Tareas requeridas:
**a)** En el texto sobre el Hospital Borda, ¿quiénes residen en el pabellón 1422?
**b)** Copia textualmente el fragmento del texto sobre el Hospital Borda que va desde "Los más activos" hasta "diagnósticos y tratamientos.", ambos incluidos.

== Texto proporcionado ==

Caminan lento. La mayoría aquí camina lento. Parecen estar sucumbidos en una profunda meditación. O piensan en la nada. O simplemente en qué los depositó en este rincón de la ciudad. Es una tarde de un día hábil, en una hora pico. En cualquier sector de la Capital Federal hay mucho tránsito, gente que corre hacia algún lugar.
Es miércoles, queda la mitad de la semana por planificar. Sin embargo, en esta plaza no sucede lo mismo, son pocos los apurados; como si recién se despertaran de una típica siesta pueblerina. No los apresura el tiempo, no los espera nadie.
Un patrullero recorre la zona, dos policías intentan conversar con quien les dio charla: un morocho vestido con un suéter beige, jogging gris y pantuflas, como en casa, pero en la calle.
Los más activos son los del pabellón 1422, donde residen los adictos al alcohol y a las drogas. Ellos, los médicos, los enfermeros y los de limpieza. Es que el Hospital José T. Borda reúne diferentes personalidades, edades, diagnósticos y tratamientos.
Los más pasivos al parecer son los viejos, como la dupla vitalicia que pasa gran parte del día con sus cabezas entre las rodillas, con un cigarrillo interminable como sus pensamientos y un mate lavado, frío y duradero.
“Vos le sacás los cigarrillos y el mate y los matás”, asegura M, un empleado del psiquiátrico. Mientras tengan dinero nunca les van a faltar, así como el papel higiénico. Son los propios internos los que se proveen de sus elementos básicos de higiene y otros gustos. Compran lo que necesitan en el kiosco ubicado frente a “La Colifata”, la radio que se emite todos los sábados.

===
== Fragmentos de ítems ==

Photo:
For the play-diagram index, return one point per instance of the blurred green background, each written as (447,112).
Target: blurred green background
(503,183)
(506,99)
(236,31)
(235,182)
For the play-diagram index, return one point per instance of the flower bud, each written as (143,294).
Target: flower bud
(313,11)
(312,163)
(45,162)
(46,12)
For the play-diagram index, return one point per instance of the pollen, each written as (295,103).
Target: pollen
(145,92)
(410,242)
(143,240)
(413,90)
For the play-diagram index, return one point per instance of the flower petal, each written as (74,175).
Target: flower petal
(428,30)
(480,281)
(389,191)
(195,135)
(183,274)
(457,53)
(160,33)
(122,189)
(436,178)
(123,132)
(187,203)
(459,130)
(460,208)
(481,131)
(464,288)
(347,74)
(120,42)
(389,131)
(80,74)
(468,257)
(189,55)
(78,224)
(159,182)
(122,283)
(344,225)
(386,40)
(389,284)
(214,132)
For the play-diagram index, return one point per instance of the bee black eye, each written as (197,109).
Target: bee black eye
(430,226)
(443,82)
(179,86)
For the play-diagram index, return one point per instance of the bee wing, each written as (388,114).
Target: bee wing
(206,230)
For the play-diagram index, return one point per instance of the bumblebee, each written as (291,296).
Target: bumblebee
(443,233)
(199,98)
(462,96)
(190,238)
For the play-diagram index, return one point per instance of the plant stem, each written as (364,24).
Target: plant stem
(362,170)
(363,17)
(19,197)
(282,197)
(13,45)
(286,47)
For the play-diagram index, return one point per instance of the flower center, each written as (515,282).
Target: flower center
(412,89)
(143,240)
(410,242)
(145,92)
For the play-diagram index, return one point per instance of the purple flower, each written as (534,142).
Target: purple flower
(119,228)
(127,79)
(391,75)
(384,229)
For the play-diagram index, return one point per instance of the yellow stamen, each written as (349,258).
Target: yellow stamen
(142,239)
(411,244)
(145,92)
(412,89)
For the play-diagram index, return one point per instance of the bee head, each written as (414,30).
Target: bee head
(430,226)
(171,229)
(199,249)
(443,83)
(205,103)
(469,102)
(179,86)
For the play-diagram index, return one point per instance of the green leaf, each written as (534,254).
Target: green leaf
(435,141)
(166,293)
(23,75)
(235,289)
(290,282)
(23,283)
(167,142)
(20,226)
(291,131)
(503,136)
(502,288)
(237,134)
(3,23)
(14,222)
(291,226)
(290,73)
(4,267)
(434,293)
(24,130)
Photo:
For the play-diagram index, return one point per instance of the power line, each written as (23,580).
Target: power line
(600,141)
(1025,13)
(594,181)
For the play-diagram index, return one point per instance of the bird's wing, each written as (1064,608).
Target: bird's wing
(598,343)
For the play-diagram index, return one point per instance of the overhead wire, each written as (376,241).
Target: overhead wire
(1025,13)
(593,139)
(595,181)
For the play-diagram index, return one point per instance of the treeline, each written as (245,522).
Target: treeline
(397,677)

===

Respuestas esperadas:
**a)** Los adictos al alcohol y a las drogas.

**b)**
Los más activos son los del pabellón 1422, donde residen los adictos al alcohol y a las drogas. Ellos, los médicos, los enfermeros y los de limpieza. Es que el Hospital José T. Borda reúne diferentes personalidades, edades, diagnósticos y tratamientos.